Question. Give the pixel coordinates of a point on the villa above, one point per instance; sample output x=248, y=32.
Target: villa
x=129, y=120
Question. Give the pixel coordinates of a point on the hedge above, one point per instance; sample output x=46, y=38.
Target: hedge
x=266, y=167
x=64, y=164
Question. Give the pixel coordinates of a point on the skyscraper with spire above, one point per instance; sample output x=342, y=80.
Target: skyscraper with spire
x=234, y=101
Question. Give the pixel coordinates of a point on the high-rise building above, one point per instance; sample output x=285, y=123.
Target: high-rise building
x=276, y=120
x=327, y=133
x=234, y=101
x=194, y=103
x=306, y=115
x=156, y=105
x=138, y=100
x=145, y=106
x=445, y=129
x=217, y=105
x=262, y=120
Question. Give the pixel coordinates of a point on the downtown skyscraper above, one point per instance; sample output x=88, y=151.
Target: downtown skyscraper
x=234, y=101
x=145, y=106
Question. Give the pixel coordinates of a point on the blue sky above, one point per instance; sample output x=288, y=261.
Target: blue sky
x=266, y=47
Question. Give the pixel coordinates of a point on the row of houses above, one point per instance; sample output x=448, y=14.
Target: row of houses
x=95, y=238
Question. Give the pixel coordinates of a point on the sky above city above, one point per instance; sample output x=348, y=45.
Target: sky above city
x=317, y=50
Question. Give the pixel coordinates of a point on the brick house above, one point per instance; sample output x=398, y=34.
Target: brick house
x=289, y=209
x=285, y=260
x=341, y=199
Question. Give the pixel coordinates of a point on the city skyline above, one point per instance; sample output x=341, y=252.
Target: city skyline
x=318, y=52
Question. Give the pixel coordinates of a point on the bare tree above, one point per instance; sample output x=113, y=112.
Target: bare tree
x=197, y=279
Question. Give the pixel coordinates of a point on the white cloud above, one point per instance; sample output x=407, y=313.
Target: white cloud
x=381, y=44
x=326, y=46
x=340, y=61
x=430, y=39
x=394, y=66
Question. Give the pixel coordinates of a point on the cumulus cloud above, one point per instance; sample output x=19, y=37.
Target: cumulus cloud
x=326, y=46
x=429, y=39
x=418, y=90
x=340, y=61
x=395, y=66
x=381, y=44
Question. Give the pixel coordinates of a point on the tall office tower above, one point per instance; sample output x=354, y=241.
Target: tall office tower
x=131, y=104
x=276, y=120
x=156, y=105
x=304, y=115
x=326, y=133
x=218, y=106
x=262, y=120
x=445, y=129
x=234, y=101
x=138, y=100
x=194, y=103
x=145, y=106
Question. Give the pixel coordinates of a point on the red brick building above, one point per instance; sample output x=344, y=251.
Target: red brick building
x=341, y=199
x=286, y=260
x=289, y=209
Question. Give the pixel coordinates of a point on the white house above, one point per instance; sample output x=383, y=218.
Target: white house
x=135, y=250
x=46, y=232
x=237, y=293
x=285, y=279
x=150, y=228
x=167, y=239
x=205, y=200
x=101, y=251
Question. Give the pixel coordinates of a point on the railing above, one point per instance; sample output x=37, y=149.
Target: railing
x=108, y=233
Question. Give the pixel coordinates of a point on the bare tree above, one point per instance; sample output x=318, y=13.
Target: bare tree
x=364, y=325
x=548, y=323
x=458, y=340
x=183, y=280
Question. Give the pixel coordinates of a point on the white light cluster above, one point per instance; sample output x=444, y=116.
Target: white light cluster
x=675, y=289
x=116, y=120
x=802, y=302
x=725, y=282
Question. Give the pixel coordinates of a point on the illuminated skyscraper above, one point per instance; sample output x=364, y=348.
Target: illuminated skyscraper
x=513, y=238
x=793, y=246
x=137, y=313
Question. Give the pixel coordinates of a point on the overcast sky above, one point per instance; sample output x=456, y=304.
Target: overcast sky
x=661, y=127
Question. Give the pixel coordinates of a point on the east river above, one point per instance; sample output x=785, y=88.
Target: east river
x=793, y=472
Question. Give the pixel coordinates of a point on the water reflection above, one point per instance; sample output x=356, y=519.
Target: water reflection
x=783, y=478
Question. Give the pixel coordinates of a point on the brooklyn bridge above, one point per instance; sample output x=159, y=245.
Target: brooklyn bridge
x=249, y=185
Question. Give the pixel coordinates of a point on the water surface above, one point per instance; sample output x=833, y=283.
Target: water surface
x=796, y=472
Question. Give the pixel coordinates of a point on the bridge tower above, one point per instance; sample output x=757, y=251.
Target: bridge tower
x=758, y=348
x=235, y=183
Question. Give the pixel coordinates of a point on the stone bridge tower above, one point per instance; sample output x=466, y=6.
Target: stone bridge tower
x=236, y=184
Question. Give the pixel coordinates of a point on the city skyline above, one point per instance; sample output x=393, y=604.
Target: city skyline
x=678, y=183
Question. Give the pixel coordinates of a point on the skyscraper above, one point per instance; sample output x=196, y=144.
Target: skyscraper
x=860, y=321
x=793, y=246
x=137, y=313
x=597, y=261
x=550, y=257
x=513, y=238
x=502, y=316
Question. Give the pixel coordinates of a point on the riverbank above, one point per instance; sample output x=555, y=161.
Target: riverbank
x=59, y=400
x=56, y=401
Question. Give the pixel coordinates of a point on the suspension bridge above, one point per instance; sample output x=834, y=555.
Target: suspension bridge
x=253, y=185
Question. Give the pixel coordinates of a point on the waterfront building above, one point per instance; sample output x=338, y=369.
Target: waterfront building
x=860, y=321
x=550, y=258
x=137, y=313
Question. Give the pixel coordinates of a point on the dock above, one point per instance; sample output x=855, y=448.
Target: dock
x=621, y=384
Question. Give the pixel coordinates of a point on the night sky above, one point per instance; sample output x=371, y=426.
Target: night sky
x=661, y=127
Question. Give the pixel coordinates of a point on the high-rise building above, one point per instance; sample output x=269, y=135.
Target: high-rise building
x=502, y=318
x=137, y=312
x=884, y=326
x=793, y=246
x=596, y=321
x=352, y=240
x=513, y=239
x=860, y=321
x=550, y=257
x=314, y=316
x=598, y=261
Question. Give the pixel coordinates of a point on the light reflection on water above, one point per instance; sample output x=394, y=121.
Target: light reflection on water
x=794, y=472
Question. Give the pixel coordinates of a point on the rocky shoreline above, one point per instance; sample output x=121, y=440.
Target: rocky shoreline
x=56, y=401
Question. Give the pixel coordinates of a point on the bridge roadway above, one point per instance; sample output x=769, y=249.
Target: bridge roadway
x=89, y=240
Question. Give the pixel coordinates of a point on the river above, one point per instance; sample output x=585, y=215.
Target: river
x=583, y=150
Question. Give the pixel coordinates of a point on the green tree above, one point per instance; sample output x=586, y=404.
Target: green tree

^^^^^^^^

= Action item =
Every entry above needs to be written out again exactly.

= Response to the exercise =
Question. Give the pixel coordinates of a point on the villa above, one point per instance; sample output x=248, y=32.
Target: villa
x=129, y=120
Question. Give the pixel coordinates of a point on the hedge above, one point per instance; sample output x=46, y=38.
Target: hedge
x=266, y=167
x=64, y=164
Question. Give the pixel coordinates of a point on the skyscraper with spire above, one point per instance; sample output x=342, y=80.
Target: skyscraper with spire
x=234, y=101
Question. Give the pixel coordinates of a point on the high-rise building above, one point per instance; sample output x=285, y=123.
Target: high-rise building
x=276, y=120
x=327, y=133
x=234, y=101
x=194, y=103
x=306, y=115
x=156, y=105
x=138, y=100
x=145, y=106
x=445, y=129
x=217, y=105
x=262, y=120
Question. Give the pixel coordinates of a point on the downtown skyscraper above, one point per instance; sample output x=88, y=151.
Target: downtown skyscraper
x=234, y=101
x=145, y=106
Question. Give the pixel coordinates of a point on the blue sky above, one point per instance; sample output x=288, y=261.
Target: blue sky
x=266, y=47
Question. Give the pixel coordinates of a point on the row of houses above, one point per instance; sample output x=448, y=14.
Target: row of houses
x=95, y=238
Question. Give the pixel coordinates of a point on the sky above city above, one point per instance; sample output x=348, y=45.
Target: sky above city
x=317, y=50
Question. Give the pixel coordinates of a point on the brick house above, one point per instance; sample output x=398, y=34.
Target: brick house
x=289, y=209
x=285, y=260
x=341, y=199
Question. Give the pixel coordinates of a point on the city skyline above, one point per instance; sample output x=341, y=252.
Target: city skyline
x=318, y=52
Question. Give the pixel coordinates of a point on the bare tree above, one point per instance; sample output x=113, y=112.
Target: bare tree
x=197, y=279
Question. Give the pixel coordinates of a point on the white cloud above, one point per instance; sample output x=407, y=313.
Target: white cloud
x=381, y=44
x=326, y=46
x=340, y=61
x=430, y=39
x=394, y=66
Question. Give the pixel coordinates of a point on the cumulus cloud above, one point per instance; sample output x=19, y=37.
Target: cumulus cloud
x=326, y=46
x=429, y=39
x=418, y=90
x=340, y=61
x=395, y=66
x=381, y=44
Question. Give the pixel coordinates of a point on the tall office tower above, one point per instance; sample output x=354, y=241.
Target: tall office tower
x=131, y=104
x=276, y=120
x=156, y=105
x=304, y=115
x=326, y=133
x=218, y=106
x=262, y=120
x=445, y=129
x=234, y=101
x=138, y=100
x=194, y=103
x=145, y=106
Question. Give the pixel coordinates of a point on the red brick building above, one point per instance; sample output x=344, y=251.
Target: red brick building
x=341, y=199
x=286, y=260
x=289, y=209
Question. Give the pixel coordinates of a point on the white house above, one point per instance; sample output x=383, y=218.
Target: white house
x=135, y=250
x=46, y=232
x=237, y=293
x=285, y=279
x=150, y=228
x=167, y=239
x=205, y=200
x=101, y=251
Question. Give the pixel coordinates of a point on the railing above, one point per instance; sample output x=37, y=149.
Target: railing
x=108, y=233
Question. Give the pixel coordinates of a point on the bare tree above, one point per instance; sample output x=318, y=13.
Target: bare tree
x=364, y=325
x=548, y=323
x=458, y=340
x=183, y=280
Question. Give the pixel coordinates of a point on the white light cluster above, one point per instance; sample output x=444, y=116.
Target: white light cluster
x=675, y=289
x=116, y=120
x=802, y=302
x=725, y=282
Question. Give the pixel coordinates of a point on the illuminated skyscraper above, one point per instance; sample output x=364, y=348.
Target: illuminated skyscraper
x=513, y=238
x=793, y=246
x=137, y=313
Question. Give the pixel coordinates of a point on the overcast sky above, one point per instance; sample output x=456, y=304.
Target: overcast sky
x=661, y=127
Question. Give the pixel coordinates of a point on the east river above, one point per instance; sample output x=785, y=88.
Target: east river
x=793, y=472
Question. Give the pixel coordinates of a point on the water reflection above, one point per instance; sample output x=356, y=519.
Target: water reflection
x=783, y=478
Question. Give the pixel coordinates of a point on the brooklyn bridge above, one point per instance; sample output x=159, y=245.
Target: brooklyn bridge
x=249, y=185
Question. Give the pixel coordinates of a point on the water surface above, one point per instance; sample output x=833, y=283.
Target: water surface
x=796, y=472
Question. Give the pixel coordinates of a point on the bridge tower above, one point per instance; sample output x=757, y=251.
Target: bridge tower
x=758, y=348
x=235, y=183
Question. Give the pixel coordinates of a point on the stone bridge tower above, one point per instance; sample output x=466, y=6.
Target: stone bridge tower
x=236, y=184
Question. Give the pixel coordinates of a point on the city skyline above, one point per instance; sample output x=393, y=604.
Target: city skyline
x=678, y=183
Question. Give the pixel coordinates of a point on the skyscraper above, one point per instance; sample output x=196, y=144.
Target: skyscraper
x=860, y=321
x=793, y=246
x=137, y=313
x=597, y=261
x=550, y=257
x=513, y=238
x=502, y=316
Question. Give the pixel coordinates of a point on the riverbank above, one point per instance; sample output x=555, y=161.
Target: riverbank
x=59, y=400
x=56, y=401
Question. Give the pixel coordinates of a point on the suspension bridge above, one point per instance; sample output x=834, y=555.
Target: suspension bridge
x=253, y=185
Question. Give the pixel coordinates of a point on the waterfront building above, one point per instance; sample output x=338, y=369.
Target: waterfront building
x=860, y=321
x=550, y=258
x=137, y=313
Question. Give the pixel coordinates of a point on the dock above, one point per instance; sample output x=855, y=448.
Target: dock
x=621, y=384
Question. Give the pixel coordinates of a point on the night sky above, one point per instance; sample output x=371, y=426.
Target: night sky
x=661, y=127
Question. Give the pixel coordinates of a point on the high-rise building above, one point per instance; sample output x=269, y=135.
Target: high-rise building
x=502, y=318
x=137, y=312
x=884, y=326
x=793, y=246
x=596, y=321
x=352, y=240
x=513, y=239
x=860, y=321
x=550, y=257
x=314, y=316
x=598, y=261
Question. Give the pixel coordinates of a point on the light reflection on water above, one point per instance; sample output x=394, y=121.
Target: light reflection on water
x=794, y=472
Question. Give the pixel coordinates of a point on the rocky shoreline above, one point per instance; sample output x=121, y=440.
Target: rocky shoreline
x=56, y=401
Question. Give the pixel coordinates of a point on the bridge roadway above, one point per instance; sample output x=769, y=249.
Target: bridge roadway
x=89, y=240
Question. Give the pixel coordinates of a point on the river above, one point per instance; sample output x=585, y=215.
Target: river
x=583, y=150
Question. Give the pixel coordinates of a point on the green tree above, one point per instance; sample output x=586, y=404.
Target: green tree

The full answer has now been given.